===== GIVEN INFORMATION

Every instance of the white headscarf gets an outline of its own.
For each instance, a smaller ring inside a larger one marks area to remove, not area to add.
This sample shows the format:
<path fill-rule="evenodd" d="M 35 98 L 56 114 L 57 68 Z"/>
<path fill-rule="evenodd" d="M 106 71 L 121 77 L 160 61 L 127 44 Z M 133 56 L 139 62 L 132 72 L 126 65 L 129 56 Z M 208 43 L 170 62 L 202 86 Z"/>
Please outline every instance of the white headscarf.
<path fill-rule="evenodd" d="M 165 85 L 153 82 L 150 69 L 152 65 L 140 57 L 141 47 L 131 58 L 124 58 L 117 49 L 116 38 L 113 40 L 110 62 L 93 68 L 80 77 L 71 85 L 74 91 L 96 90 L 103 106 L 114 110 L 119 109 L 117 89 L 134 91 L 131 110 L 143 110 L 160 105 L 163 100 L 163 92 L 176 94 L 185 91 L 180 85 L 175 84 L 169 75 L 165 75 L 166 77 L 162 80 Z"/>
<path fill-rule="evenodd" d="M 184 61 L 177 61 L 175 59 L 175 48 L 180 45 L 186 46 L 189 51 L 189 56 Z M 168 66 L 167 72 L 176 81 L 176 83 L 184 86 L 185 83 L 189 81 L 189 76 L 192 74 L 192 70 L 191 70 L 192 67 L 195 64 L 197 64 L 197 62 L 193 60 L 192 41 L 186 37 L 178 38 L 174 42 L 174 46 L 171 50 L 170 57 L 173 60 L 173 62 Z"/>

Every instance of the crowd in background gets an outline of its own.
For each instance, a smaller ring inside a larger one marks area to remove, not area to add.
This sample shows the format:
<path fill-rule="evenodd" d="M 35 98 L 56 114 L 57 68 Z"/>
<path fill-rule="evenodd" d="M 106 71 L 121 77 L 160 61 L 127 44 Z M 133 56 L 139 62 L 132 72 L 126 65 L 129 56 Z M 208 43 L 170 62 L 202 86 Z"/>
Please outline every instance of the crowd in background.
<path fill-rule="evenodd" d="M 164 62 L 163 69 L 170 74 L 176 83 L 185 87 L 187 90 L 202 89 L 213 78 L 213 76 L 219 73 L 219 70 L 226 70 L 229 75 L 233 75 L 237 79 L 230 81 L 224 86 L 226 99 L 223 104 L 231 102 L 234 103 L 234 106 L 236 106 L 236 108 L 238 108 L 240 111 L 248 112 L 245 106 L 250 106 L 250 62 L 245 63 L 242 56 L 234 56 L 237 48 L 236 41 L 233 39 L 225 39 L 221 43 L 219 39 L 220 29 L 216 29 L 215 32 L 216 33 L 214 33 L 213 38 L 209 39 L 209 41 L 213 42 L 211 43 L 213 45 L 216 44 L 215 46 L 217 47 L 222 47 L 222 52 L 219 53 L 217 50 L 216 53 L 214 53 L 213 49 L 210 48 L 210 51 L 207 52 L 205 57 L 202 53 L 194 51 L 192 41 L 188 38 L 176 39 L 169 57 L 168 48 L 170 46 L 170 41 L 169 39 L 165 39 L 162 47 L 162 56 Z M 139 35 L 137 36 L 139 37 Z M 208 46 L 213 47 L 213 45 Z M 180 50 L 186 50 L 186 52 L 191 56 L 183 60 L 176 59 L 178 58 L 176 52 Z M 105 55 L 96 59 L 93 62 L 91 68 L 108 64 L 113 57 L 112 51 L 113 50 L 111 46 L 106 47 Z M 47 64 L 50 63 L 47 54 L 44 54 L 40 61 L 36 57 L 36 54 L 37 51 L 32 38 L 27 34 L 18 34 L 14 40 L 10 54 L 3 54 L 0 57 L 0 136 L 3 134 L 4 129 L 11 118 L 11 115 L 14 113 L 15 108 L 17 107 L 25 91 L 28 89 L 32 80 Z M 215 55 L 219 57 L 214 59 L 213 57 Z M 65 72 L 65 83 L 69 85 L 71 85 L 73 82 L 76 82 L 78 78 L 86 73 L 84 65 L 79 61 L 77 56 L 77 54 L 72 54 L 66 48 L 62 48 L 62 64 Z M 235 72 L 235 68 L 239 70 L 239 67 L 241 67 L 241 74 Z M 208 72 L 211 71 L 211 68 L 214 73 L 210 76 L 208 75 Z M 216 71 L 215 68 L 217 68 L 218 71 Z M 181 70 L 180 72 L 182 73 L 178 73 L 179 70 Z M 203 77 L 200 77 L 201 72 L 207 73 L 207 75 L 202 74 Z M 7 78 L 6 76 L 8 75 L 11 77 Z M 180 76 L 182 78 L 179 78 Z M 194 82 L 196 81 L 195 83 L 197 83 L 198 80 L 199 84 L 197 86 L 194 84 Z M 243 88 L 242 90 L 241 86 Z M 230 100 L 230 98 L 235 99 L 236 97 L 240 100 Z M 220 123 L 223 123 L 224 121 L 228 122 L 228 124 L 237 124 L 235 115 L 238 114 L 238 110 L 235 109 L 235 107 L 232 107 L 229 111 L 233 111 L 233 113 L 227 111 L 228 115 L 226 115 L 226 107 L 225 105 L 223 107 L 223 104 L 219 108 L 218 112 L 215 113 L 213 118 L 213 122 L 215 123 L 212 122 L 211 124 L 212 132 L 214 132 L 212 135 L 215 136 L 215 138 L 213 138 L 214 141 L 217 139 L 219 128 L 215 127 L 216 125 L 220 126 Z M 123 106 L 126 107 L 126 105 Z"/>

==========

* _STATED PROBLEM_
Give every line of the rows above as a JSON list of strings, one string per line, with blank lines left out.

* _RESULT_
[
  "Every instance of the white headscarf gets an outline of its own.",
  "For each instance, a smaller ring inside a larger one marks area to remove, not area to add.",
  "This sample shows the format:",
  "<path fill-rule=\"evenodd\" d=\"M 35 98 L 56 114 L 57 68 Z\"/>",
  "<path fill-rule=\"evenodd\" d=\"M 106 71 L 121 77 L 160 61 L 127 44 Z M 133 56 L 139 62 L 132 72 L 126 65 L 129 56 Z M 208 43 L 170 62 L 202 86 Z\"/>",
  "Please outline every instance of the white headscarf.",
  "<path fill-rule=\"evenodd\" d=\"M 165 85 L 153 82 L 150 69 L 152 65 L 140 57 L 141 47 L 131 58 L 124 58 L 117 49 L 116 38 L 113 40 L 110 62 L 93 68 L 80 77 L 71 85 L 74 91 L 96 90 L 103 106 L 114 110 L 119 109 L 117 89 L 134 91 L 131 110 L 143 110 L 160 105 L 163 100 L 163 92 L 176 94 L 185 91 L 180 85 L 175 84 L 169 75 L 165 75 L 166 77 L 162 80 Z\"/>",
  "<path fill-rule=\"evenodd\" d=\"M 184 61 L 177 61 L 175 59 L 175 48 L 180 45 L 186 46 L 189 51 L 189 56 Z M 168 66 L 167 72 L 176 81 L 176 83 L 184 86 L 185 83 L 189 81 L 189 76 L 192 74 L 192 70 L 191 70 L 192 67 L 195 64 L 197 64 L 197 62 L 193 60 L 192 41 L 186 37 L 178 38 L 174 42 L 174 46 L 171 50 L 170 57 L 173 60 L 173 62 Z\"/>",
  "Every instance of the crowd in background gets an outline of its own.",
  "For each instance, a smaller ring inside a larger one marks area to remove, not area to add.",
  "This sample shows the format:",
  "<path fill-rule=\"evenodd\" d=\"M 35 98 L 56 114 L 57 68 Z\"/>",
  "<path fill-rule=\"evenodd\" d=\"M 106 71 L 121 77 L 160 61 L 127 44 Z M 133 56 L 139 62 L 132 72 L 126 65 L 129 56 Z M 208 43 L 170 62 L 202 86 Z\"/>",
  "Please outline every instance of the crowd in background.",
  "<path fill-rule=\"evenodd\" d=\"M 164 62 L 163 69 L 170 74 L 176 83 L 185 87 L 187 90 L 202 89 L 213 78 L 213 76 L 219 73 L 219 70 L 226 70 L 229 75 L 233 75 L 237 79 L 230 81 L 224 86 L 226 99 L 223 104 L 231 102 L 234 103 L 234 106 L 236 106 L 236 108 L 238 108 L 240 111 L 248 112 L 245 106 L 250 106 L 250 62 L 245 63 L 242 56 L 234 56 L 237 48 L 236 41 L 233 39 L 225 39 L 221 43 L 219 39 L 220 29 L 216 29 L 215 32 L 216 33 L 214 33 L 213 38 L 209 39 L 209 41 L 213 42 L 211 43 L 213 45 L 216 44 L 215 46 L 217 47 L 222 47 L 222 52 L 219 53 L 217 50 L 216 53 L 214 53 L 213 49 L 210 48 L 210 51 L 207 52 L 205 57 L 202 53 L 194 51 L 192 41 L 188 38 L 176 39 L 169 57 L 168 48 L 170 46 L 170 41 L 169 39 L 165 39 L 162 47 L 162 56 Z M 139 35 L 137 36 L 139 37 Z M 208 46 L 213 47 L 213 45 Z M 180 50 L 186 50 L 186 52 L 191 56 L 183 60 L 176 59 L 178 58 L 176 52 Z M 105 55 L 96 59 L 93 62 L 91 68 L 108 64 L 113 57 L 112 51 L 113 50 L 111 46 L 106 47 Z M 47 64 L 50 63 L 47 54 L 44 54 L 40 61 L 36 57 L 36 54 L 37 51 L 32 38 L 27 34 L 18 34 L 14 40 L 10 54 L 3 54 L 0 57 L 0 136 L 3 134 L 4 129 L 11 118 L 11 115 L 14 113 L 15 108 L 17 107 L 25 91 L 28 89 L 32 80 Z M 215 55 L 219 57 L 214 59 L 213 57 Z M 65 72 L 65 83 L 69 85 L 71 85 L 73 82 L 76 82 L 78 78 L 86 73 L 84 65 L 79 61 L 77 56 L 77 54 L 72 54 L 66 48 L 62 48 L 62 64 Z M 235 72 L 235 68 L 239 70 L 239 67 L 241 67 L 241 74 Z M 208 72 L 211 71 L 211 68 L 214 73 L 210 76 L 208 75 Z M 216 71 L 215 68 L 217 68 L 218 71 Z M 181 70 L 180 72 L 182 73 L 178 73 L 179 70 Z M 203 77 L 200 77 L 201 72 L 207 73 L 207 75 L 202 74 Z M 7 78 L 6 76 L 8 75 L 11 77 Z M 180 76 L 182 78 L 179 78 Z M 194 82 L 196 81 L 195 83 L 197 83 L 198 80 L 199 84 L 197 86 L 194 84 Z M 243 88 L 242 90 L 241 86 Z M 230 100 L 230 98 L 235 99 L 236 97 L 240 100 Z M 220 123 L 223 123 L 224 121 L 228 122 L 228 124 L 237 124 L 235 115 L 238 114 L 238 110 L 235 109 L 235 107 L 232 107 L 229 111 L 233 111 L 233 113 L 227 111 L 228 115 L 226 115 L 226 107 L 225 105 L 223 107 L 223 104 L 219 108 L 218 112 L 215 113 L 213 118 L 213 122 L 215 123 L 212 122 L 211 124 L 212 132 L 214 132 L 212 135 L 215 136 L 215 138 L 213 138 L 214 141 L 217 139 L 219 128 L 215 127 L 216 125 L 220 126 Z M 123 106 L 126 107 L 126 105 Z\"/>"
]